Selected extract:
--------------------------------------------------
1 That faith is a mans good meaning & his good seruing of God.

3 That yee haue beleeued in Christ euer since you could remember.

11 That it is an easier thing to please God than to please our neighbour.

12 That yee can keepe the Commandements, as well as God will giue you leaue.

Taken together, these points seem to express a frustration at the laity’s lack of intellectual engagement with the concept of faith.  That is not to say that their faith was not complex, but it was certainly not structured in the reflective, self-conscious way demanded by men such as Perkins.  Ironically, it seems that Puritan divines would have preferred a little less fiducia and a little more credentia from the laity: a faith based less in instinct, trust and emotion, and rather more in knowledge and intellectual acceptance.  The most difficult (and therefore the most important) aspect of religion from the laity’s perspective was in striving to live according to the principles of Christian charity: God, in whom they had faith from their earliest years, was a comforting constant.  And yet many of the laity had a strong sense that it was ultimately possible to be good and to do good things, and that such behaviour was pleasing to God.  Elsewhere, Perkins also complained about those who felt that by reciting the Decalogue they were praying, and serving God.

7 That, if anie be strangely visited, hee is either taken with a Planet, or bewitched.

This I think is a useful reminder that popular belief was not straightforwardly Christian: it contained a mixture of folklorish, traditional, pagan and other elements.  In this sense it was a true patchwork.

13 That it is the safest, to doo in Religion as most doo.

14 That merry ballads & bookes, as Scoggin, Beuis of Southampton, &c. are good to driue away time, & to remoue hart quames.

20 That drinking and bezeling in the alehouse or tauerne is good fellowship, & shews a good kinde nature.

Popular religion in the broadest sense was above all a communal activity, not an individual or even a family or household one.  The reformation did not fundamentally change this, except perhaps amongst those who were the most literate in the new religious language.  Even then, perhaps all it did was change the nature of the society with which those individuals of advanced faith sought to surround themselves.  Good religion was to be expressed in good fellowship and good cheer, as much in the alehouse as in the church, as much with a lusty ballad as a reverent Psalm.  ‘Hart quames’ for most people were to be banished with a merry ballad, not meditated upon as a means to repentance and the enrichment of a saving faith.

9 That a Preacher is a good man no longer than he is in the pulpet. They thinke all like themselues.

 18 That yee know al the Preacher can tell you: For he can say nothing, but that euery man is a sinner, that we must loue our neighbours as our selues, that euery man must bee saued by Christ: and all this ye can tell as well as he.

 17 That a man which commeth at no Sermons, may as welbeleeue, as he which heares all the sermons in the world.

 16 That a man neede not heare so many Sermons, except he could follow them better.
--------------------------------------------------
Available data:
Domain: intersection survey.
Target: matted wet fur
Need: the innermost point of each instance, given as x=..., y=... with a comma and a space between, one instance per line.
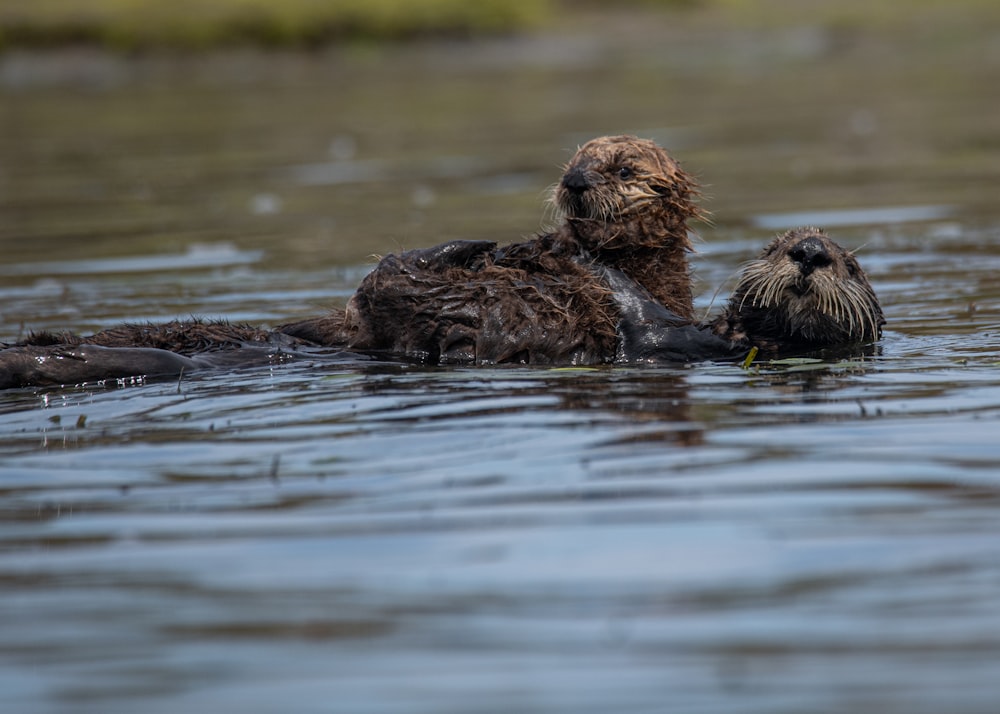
--------------------------------------------------
Short task 1:
Translate this sentence from the passage on popular religion into Spanish: "Popular religion in the broadest sense was above all a communal activity, not an individual or even a family or household one."
Short task 2:
Please reproduce the passage on popular religion word for word between "9 That a Preacher" and "well as he.", inclusive.

Task result 1:
La religión popular, en su sentido más amplio, era ante todo una actividad comunitaria, no individual, ni siquiera familiar o doméstica.

Task result 2:
9 That a Preacher is a good man no longer than he is in the pulpet. They thinke all like themselues.

 18 That yee know al the Preacher can tell you: For he can say nothing, but that euery man is a sinner, that we must loue our neighbours as our selues, that euery man must bee saued by Christ: and all this ye can tell as well as he.